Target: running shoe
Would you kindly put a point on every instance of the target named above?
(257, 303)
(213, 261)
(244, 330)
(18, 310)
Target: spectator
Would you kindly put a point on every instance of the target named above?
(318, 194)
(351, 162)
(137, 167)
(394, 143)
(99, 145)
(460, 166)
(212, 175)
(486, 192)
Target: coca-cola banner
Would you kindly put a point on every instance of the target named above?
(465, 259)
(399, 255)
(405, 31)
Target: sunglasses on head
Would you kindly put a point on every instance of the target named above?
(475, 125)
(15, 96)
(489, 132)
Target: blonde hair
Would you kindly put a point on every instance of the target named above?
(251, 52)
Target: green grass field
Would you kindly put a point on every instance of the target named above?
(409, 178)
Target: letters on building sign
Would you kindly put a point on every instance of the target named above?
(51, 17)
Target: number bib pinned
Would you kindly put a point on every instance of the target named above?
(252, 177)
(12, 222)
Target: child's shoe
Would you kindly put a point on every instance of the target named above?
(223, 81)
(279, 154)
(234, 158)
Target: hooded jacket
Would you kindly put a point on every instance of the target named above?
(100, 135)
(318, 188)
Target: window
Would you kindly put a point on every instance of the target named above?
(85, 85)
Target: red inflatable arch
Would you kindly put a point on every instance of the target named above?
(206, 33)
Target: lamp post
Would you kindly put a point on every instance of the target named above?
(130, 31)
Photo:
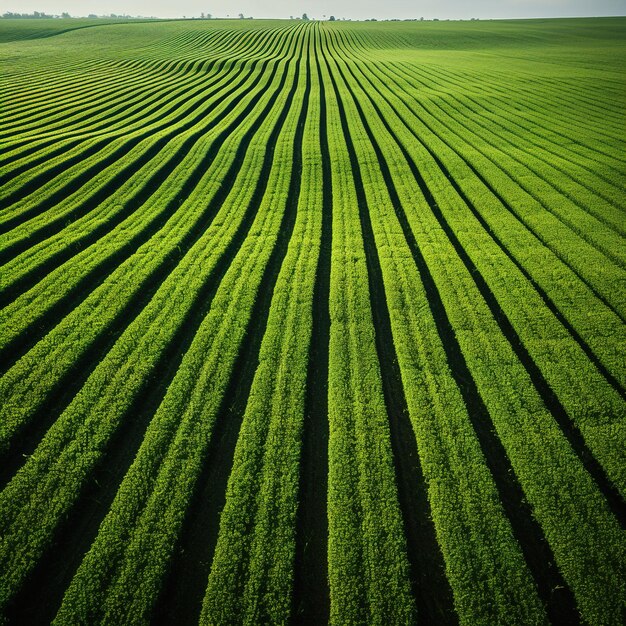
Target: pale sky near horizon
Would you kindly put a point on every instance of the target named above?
(319, 9)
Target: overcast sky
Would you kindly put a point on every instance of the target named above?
(355, 9)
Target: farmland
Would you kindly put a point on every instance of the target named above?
(310, 322)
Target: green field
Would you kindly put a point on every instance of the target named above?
(313, 322)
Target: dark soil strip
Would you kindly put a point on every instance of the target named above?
(550, 399)
(430, 586)
(504, 202)
(67, 387)
(555, 594)
(311, 595)
(472, 207)
(95, 277)
(180, 601)
(55, 569)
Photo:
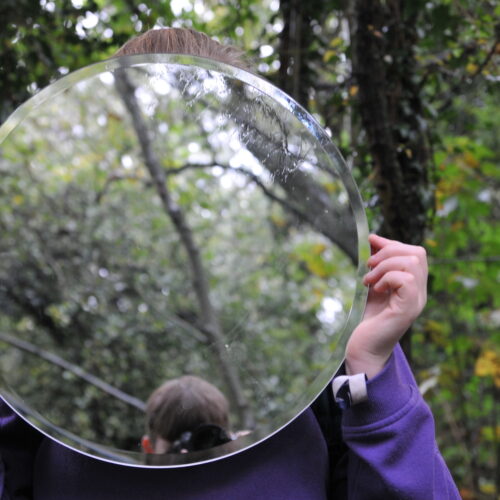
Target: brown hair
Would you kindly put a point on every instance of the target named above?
(183, 404)
(183, 41)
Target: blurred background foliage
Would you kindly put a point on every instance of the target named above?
(409, 92)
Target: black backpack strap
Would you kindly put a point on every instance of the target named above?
(329, 417)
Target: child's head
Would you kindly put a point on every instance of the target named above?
(181, 406)
(182, 41)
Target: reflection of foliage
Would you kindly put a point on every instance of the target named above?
(455, 46)
(103, 263)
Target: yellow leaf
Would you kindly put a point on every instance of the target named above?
(318, 268)
(471, 160)
(329, 55)
(488, 365)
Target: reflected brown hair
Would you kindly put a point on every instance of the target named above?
(183, 404)
(183, 41)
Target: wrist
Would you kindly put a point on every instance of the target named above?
(370, 364)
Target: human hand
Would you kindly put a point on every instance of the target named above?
(397, 295)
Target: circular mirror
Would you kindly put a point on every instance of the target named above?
(178, 231)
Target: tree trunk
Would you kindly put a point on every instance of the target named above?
(383, 38)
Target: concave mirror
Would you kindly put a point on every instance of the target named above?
(169, 219)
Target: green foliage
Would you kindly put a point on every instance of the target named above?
(456, 47)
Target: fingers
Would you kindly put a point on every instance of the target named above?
(385, 249)
(410, 264)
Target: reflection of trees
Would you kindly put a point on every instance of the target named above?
(95, 270)
(208, 316)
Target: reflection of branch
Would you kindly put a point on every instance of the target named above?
(199, 278)
(282, 201)
(334, 221)
(74, 369)
(114, 177)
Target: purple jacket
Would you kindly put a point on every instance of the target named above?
(392, 455)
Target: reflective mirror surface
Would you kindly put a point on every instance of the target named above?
(168, 221)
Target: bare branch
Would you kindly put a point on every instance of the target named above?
(199, 278)
(75, 370)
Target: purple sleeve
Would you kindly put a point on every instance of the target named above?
(391, 440)
(18, 445)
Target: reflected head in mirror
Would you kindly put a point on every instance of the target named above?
(183, 41)
(185, 414)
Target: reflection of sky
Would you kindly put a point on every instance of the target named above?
(330, 308)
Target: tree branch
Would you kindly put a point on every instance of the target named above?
(199, 278)
(75, 370)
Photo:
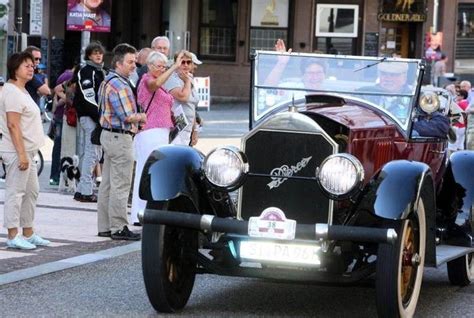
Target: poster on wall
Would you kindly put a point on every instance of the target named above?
(337, 20)
(269, 13)
(3, 18)
(36, 17)
(88, 15)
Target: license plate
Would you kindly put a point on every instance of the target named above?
(272, 223)
(277, 252)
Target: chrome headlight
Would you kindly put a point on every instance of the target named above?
(429, 102)
(225, 167)
(340, 175)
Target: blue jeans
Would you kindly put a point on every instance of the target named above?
(56, 153)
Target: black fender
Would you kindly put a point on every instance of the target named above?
(171, 171)
(394, 192)
(456, 197)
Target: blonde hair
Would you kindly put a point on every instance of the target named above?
(185, 54)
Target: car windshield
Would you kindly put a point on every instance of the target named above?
(386, 83)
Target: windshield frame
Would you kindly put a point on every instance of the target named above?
(258, 85)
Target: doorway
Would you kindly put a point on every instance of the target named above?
(398, 39)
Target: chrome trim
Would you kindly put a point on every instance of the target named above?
(391, 236)
(359, 173)
(140, 215)
(291, 123)
(321, 230)
(206, 221)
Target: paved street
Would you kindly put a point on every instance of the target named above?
(71, 225)
(115, 288)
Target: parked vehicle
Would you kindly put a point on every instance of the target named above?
(333, 183)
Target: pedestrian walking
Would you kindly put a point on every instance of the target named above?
(88, 81)
(439, 69)
(156, 103)
(22, 136)
(119, 120)
(37, 87)
(59, 103)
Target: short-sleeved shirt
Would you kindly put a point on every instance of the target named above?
(189, 107)
(116, 102)
(13, 99)
(159, 112)
(32, 87)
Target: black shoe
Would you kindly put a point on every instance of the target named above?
(125, 234)
(78, 196)
(89, 198)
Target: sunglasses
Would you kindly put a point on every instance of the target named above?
(158, 66)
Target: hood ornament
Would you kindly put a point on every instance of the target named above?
(281, 174)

Exercise details | Only the lines from the one holding "Target: pedestrian walking" through the end of the listing should be given again, exactly and with both ends included.

Result of this task |
Target: pedestrian walking
Would you kindly put a point on every instance of the target named above?
(88, 81)
(439, 69)
(156, 103)
(22, 136)
(119, 120)
(37, 87)
(59, 103)
Target: short-sleeved shirt
Would you kindly put a point on every instance of the target named above?
(189, 107)
(116, 102)
(13, 99)
(159, 112)
(32, 87)
Target: black shoe
Would you kindly put a point on every instance of the target named above?
(125, 234)
(78, 196)
(89, 198)
Target: sunglasses
Would you kindly put a point on every instance of the target named above?
(158, 66)
Target: hood ornament
Would you kindly put a point on every instance of the target named above?
(281, 174)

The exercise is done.